*The task:* All entries must be given again exactly as written.

*Information provided:*
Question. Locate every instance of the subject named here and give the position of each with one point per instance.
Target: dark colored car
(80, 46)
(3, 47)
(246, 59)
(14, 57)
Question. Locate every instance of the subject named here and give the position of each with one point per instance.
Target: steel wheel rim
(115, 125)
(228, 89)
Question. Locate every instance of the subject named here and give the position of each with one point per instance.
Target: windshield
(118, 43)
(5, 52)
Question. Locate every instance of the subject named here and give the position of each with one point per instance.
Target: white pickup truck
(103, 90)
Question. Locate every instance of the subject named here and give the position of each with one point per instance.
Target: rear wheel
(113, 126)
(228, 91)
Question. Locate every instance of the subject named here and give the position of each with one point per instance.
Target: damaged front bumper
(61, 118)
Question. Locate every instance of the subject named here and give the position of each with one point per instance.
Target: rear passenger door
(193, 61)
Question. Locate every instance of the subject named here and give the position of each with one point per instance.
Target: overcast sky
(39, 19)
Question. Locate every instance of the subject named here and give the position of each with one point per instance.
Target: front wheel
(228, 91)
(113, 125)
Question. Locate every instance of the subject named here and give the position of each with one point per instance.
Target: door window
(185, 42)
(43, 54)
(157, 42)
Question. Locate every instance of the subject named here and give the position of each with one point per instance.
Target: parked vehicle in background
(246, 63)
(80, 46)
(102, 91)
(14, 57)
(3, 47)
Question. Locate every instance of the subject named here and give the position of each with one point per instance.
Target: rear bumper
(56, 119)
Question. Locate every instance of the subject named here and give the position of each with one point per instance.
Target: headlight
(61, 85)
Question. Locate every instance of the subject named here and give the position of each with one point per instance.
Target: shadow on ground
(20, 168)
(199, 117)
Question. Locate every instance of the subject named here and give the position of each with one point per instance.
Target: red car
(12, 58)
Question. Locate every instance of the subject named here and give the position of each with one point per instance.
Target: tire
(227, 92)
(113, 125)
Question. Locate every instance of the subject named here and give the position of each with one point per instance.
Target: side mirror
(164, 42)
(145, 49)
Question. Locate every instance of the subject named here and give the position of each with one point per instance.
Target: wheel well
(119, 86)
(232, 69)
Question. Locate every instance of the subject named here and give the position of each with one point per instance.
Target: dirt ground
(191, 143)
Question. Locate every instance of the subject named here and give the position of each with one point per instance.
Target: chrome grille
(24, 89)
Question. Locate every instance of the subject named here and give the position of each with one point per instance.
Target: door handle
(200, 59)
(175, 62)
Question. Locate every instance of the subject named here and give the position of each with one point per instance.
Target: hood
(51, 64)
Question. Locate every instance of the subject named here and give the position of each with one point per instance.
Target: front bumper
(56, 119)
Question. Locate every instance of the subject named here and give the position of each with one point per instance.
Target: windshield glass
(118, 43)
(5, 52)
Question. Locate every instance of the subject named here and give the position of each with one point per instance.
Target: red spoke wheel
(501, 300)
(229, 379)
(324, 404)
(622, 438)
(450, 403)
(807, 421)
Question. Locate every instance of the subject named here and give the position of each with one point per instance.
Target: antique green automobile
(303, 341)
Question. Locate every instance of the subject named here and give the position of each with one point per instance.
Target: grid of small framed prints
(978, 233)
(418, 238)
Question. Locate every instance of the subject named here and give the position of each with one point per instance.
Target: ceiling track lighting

*Response for this exercise:*
Question. Locate every instance of the subject named here and give the position of each with one point per instance.
Target: dark colored car
(80, 46)
(3, 47)
(246, 59)
(14, 57)
Question. Locate every instance of the subject named here and give the position of each with one point per instance.
Target: steel wheel rim
(115, 125)
(228, 89)
Question. Locate every instance of the subject named here and give the position of each with one point per instance.
Target: windshield
(118, 43)
(5, 52)
Question. Locate every instance of the subject named here and give the position of each with one point per instance.
Target: white pickup truck
(103, 90)
Question. Locate every instance of the subject named here and give the position of each with one point per instance.
Target: rear wheel
(113, 126)
(228, 91)
Question. Locate every instance of the subject named here and give the position of each with one point per instance.
Target: damaged front bumper
(61, 118)
Question. Locate every instance of the subject named here and give the position of each with one point per instance.
Target: rear passenger door
(193, 61)
Question. Locate every instance of the subject named here and give the position of each with one point per instance.
Target: overcast sky
(39, 19)
Question. Locate every instance of the subject named here and give the position of each with one point per instance.
Target: front wheel
(228, 91)
(113, 125)
Question. Locate every instance of the subject named here and give the position of each with one point per instance.
Target: door window
(185, 42)
(43, 54)
(157, 42)
Question. Locate every instance of the subject named here and give the position of each with one point per instance.
Target: parked vehicle in background
(246, 63)
(80, 46)
(102, 91)
(14, 57)
(3, 47)
Question. Locate every instance of the subject named here and give the position of each with one point per instance.
Target: rear bumper
(56, 119)
Question. Locate every instance of the subject named here and give the position of each with one point per instance.
Target: headlight
(61, 85)
Question. Locate every instance of the subject named here and give the position of each with one point per instance.
Target: shadow on ground
(20, 168)
(199, 117)
Question. Locate every instance of the subject named here and give the position of each with one point per instance.
Target: red car
(12, 58)
Question. Locate every instance of the subject named here and give the position of each with one point per instance.
Target: tire
(227, 92)
(113, 125)
Question. Locate every instance of the subject named here and give the position of each with one point per instance.
Target: side mirror
(164, 42)
(145, 49)
Question. Locate every instance of the subject named here and give the position of each with one point per instance.
Target: wheel well
(119, 86)
(232, 69)
Question. Locate every instance of the subject named here and give the position of each with one point per instance.
Target: dirt ground
(191, 143)
Question. Locate every instance of the subject named here and give the position of each with one point per instance.
Target: chrome grille
(24, 89)
Question. Locate every instance of the subject named here and give the position of each with one point per instance.
Target: door handle
(200, 59)
(175, 62)
Question. Locate every instance of the subject named here and give the position of each with one point per instance.
Target: hood
(51, 64)
Question. Locate every instance of the subject named here and give the position of each with one point per instance.
Target: front bumper
(56, 119)
Question. Locate every instance of the subject named here and give the position of each with one point per instance.
Target: windshield glass
(118, 43)
(5, 52)
Question. Locate every instance of the subject named here and give the position of each with one point per instance.
Target: red spoke wheel
(501, 300)
(229, 379)
(324, 404)
(622, 438)
(450, 403)
(807, 421)
Question. Locate every instance of the subject named here and give the position of each with one point per instance.
Target: antique green automobile
(303, 341)
Question. Locate every instance of the subject named here and give the position of each with one point per instance.
Target: grid of small framed prints
(978, 233)
(418, 238)
Question. Locate every instance of the subject named here and give the position of each with one point per instance.
Target: ceiling track lighting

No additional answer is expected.